***** Исходный текст
Художники были задавлены еще раньше. Все художники 1930-х годов вошли в союз, потом началась чистка рядов, многие, наиболее активные, исключались, причем по непонятным причинам. Хорошкевич был расстрелян, потому что он поляк. Самое страшное после исключения из союза, что с художниками переставали заключать договора, брать на выставки. Кто-то спасался преподаванием. В нашу школу, в МСХШ, например, пришли мощные педагоги с настоящей культурой XIX века. Кто-то пошел в портретные цеха. Кто-то испугался; Никритин, например, так испугался, что скрывал, кто он. Многие спивались. Слой искусства 1930—1940-х был вычеркнут полностью из нашего обихода. Самое страшное, что это все делалось под предлогом борьбы за чистоту рядов соцреализма.
А как к правительству подойти? Они не понимают сути спора между авангардом и СРХ. Только использовать ложные псевдоидеологические лозунги.
**********
Письменное задание A: Замени «pixel coordinates» на «image coordinates» в той части листинга, что открывается строкой, содержащей «turquoise water listed here.», и закрывается строкой, содержащей «[(33, 116), (21, 81)]», и приведи эти строки без других изменений.
Письменное задание B: Допиши продолжение текста о судьбе художников 1930-х годов после его последней фразы.
Текст и листинг взяты из разных источников.
***** Исходные данные
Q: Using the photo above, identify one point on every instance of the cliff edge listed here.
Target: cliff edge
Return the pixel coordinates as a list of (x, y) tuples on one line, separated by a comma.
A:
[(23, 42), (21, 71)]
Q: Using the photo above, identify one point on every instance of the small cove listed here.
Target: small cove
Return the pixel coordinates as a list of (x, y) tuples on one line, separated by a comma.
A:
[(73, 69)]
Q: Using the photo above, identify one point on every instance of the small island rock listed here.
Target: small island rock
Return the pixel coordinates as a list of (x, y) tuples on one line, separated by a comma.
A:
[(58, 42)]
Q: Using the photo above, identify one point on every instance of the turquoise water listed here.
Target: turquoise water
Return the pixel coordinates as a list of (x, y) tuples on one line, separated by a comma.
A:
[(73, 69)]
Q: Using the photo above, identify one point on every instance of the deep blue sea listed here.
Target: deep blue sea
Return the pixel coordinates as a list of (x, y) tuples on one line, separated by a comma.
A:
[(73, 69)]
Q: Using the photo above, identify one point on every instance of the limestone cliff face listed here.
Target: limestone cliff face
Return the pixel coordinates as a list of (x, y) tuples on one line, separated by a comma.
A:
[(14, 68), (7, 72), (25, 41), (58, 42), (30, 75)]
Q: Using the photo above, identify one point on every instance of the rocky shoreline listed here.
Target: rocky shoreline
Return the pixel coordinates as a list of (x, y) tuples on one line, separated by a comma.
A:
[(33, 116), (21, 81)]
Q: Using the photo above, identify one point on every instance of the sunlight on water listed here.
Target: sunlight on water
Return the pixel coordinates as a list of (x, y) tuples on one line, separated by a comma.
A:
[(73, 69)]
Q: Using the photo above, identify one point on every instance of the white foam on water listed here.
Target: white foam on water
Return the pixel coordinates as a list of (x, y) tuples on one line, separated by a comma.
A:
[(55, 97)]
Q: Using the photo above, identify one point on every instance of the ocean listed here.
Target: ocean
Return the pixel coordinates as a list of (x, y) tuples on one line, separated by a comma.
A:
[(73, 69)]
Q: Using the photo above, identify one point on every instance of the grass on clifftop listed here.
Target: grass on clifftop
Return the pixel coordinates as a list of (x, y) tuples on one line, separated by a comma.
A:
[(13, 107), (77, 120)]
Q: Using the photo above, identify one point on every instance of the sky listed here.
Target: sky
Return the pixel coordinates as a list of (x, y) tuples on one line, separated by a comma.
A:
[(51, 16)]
**********
Ответ A:
Q: Using the photo above, identify one point on every instance of the turquoise water listed here.
Target: turquoise water
Return the image coordinates as a list of (x, y) tuples on one line, separated by a comma.
A:
[(73, 69)]
Q: Using the photo above, identify one point on every instance of the deep blue sea listed here.
Target: deep blue sea
Return the image coordinates as a list of (x, y) tuples on one line, separated by a comma.
A:
[(73, 69)]
Q: Using the photo above, identify one point on every instance of the limestone cliff face listed here.
Target: limestone cliff face
Return the image coordinates as a list of (x, y) tuples on one line, separated by a comma.
A:
[(14, 68), (7, 72), (25, 41), (58, 42), (30, 75)]
Q: Using the photo above, identify one point on every instance of the rocky shoreline listed here.
Target: rocky shoreline
Return the image coordinates as a list of (x, y) tuples on one line, separated by a comma.
A:
[(33, 116), (21, 81)]

Ответ B:
Со смертью Сталина все отступило. Все вздохнули. Появились выставки Пикассо, Гуттузо, американская выставка. Стали пускать за границу. Жилинский был выездной, привозил книги, показывал.
После выставки к 30-летию МОСХа было ощущение, что репрессий не будет. Например, я видел Хрущева: он был самодур, плохо образован, но при этом был отходчивым. Вся его экспансивность говорила о том, что у него не было холодного расчета: вот этого уберу, вот этого. А потом, контакты с Западом были такие широкие, что уже нельзя было это устраивать. Сталин очень хорошо обманывал общественность с помощью левых, приглашенных в Союз. Они даже поддерживали суды над троцкистами. И видели в Сталине альтернативу фашизму.
Этот процесс освобождения происходил все время. Приезжает Илья Эренбург, в это время у нас борьба за мир, потому что у американцев уже была ядерная бомба, а у нас не было. Пикассо нарисовал голубя, Эренбург пишет, что Пикассо — коммунист, у нас борьба за мир. Он приглашен в Союз с выставкой. Уже нет цензуры. Говорят: а у него глаза не нарисованы — ну и что, зато коммунист и за мир. И все.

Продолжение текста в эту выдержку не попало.